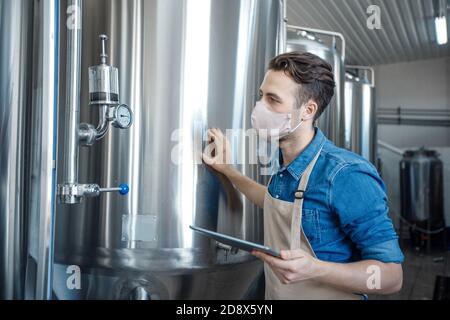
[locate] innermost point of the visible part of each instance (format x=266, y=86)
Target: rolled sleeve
x=359, y=199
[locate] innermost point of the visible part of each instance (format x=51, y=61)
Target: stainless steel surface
x=322, y=32
x=360, y=113
x=364, y=69
x=406, y=34
x=15, y=87
x=70, y=155
x=421, y=187
x=421, y=117
x=391, y=148
x=28, y=97
x=185, y=66
x=332, y=121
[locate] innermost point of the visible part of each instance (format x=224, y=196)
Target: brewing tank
x=185, y=66
x=421, y=187
x=360, y=116
x=332, y=121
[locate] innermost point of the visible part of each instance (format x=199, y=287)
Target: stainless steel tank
x=421, y=187
x=15, y=87
x=28, y=105
x=360, y=113
x=185, y=65
x=318, y=42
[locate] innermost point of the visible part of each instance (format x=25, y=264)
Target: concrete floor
x=419, y=275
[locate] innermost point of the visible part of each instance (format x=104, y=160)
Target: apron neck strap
x=296, y=226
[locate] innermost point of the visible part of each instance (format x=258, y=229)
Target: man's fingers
x=292, y=254
x=208, y=160
x=273, y=261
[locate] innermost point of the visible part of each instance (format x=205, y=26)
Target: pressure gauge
x=123, y=117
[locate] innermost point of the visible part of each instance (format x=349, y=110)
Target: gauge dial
x=123, y=117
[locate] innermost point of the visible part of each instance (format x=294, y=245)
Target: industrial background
x=94, y=95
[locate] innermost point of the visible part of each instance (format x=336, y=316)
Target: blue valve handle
x=123, y=189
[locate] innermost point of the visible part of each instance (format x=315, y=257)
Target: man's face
x=278, y=91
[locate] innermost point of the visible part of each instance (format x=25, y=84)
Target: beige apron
x=283, y=230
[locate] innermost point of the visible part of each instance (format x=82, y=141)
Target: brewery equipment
x=360, y=113
x=332, y=121
x=185, y=66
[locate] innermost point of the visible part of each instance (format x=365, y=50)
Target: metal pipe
x=324, y=32
x=418, y=112
x=429, y=122
x=390, y=147
x=103, y=124
x=72, y=116
x=47, y=156
x=365, y=68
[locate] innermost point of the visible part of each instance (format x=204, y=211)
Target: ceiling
x=407, y=28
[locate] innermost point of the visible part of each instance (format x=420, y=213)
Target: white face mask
x=270, y=124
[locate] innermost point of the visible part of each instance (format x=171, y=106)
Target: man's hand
x=294, y=266
x=217, y=154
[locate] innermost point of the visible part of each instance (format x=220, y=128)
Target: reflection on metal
x=15, y=87
x=28, y=101
x=332, y=121
x=421, y=187
x=185, y=66
x=391, y=148
x=415, y=117
x=103, y=93
x=360, y=119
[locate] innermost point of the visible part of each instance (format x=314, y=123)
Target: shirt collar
x=298, y=166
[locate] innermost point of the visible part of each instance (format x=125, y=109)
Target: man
x=326, y=207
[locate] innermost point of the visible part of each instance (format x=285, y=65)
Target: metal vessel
x=324, y=44
x=360, y=112
x=421, y=187
x=181, y=66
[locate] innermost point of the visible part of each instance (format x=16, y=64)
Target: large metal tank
x=421, y=187
x=185, y=65
x=360, y=113
x=324, y=45
x=28, y=104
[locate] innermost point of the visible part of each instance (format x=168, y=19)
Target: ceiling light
x=440, y=24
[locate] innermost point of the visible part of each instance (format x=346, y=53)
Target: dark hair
x=313, y=74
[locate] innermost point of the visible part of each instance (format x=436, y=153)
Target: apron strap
x=296, y=225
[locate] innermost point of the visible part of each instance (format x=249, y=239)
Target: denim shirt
x=345, y=209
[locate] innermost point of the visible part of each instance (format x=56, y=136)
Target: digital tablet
x=235, y=242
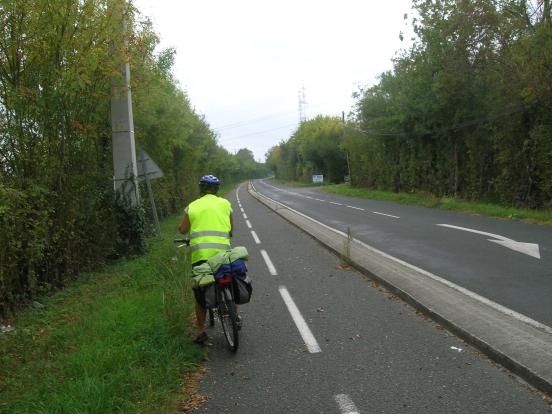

_ _ _

* [Problem details]
Pictures are not part of the answer, which must be the exact lines from the one holding "Target: apron strap" through the end of the material, both ends included.

* [Expected answer]
Target: apron strap
x=296, y=225
[locate] innermost point of the visible part of each instance (format x=249, y=239)
Target: denim shirt
x=345, y=209
[locate] innermost point of the visible part of each instance (format x=56, y=136)
Target: digital tablet
x=235, y=242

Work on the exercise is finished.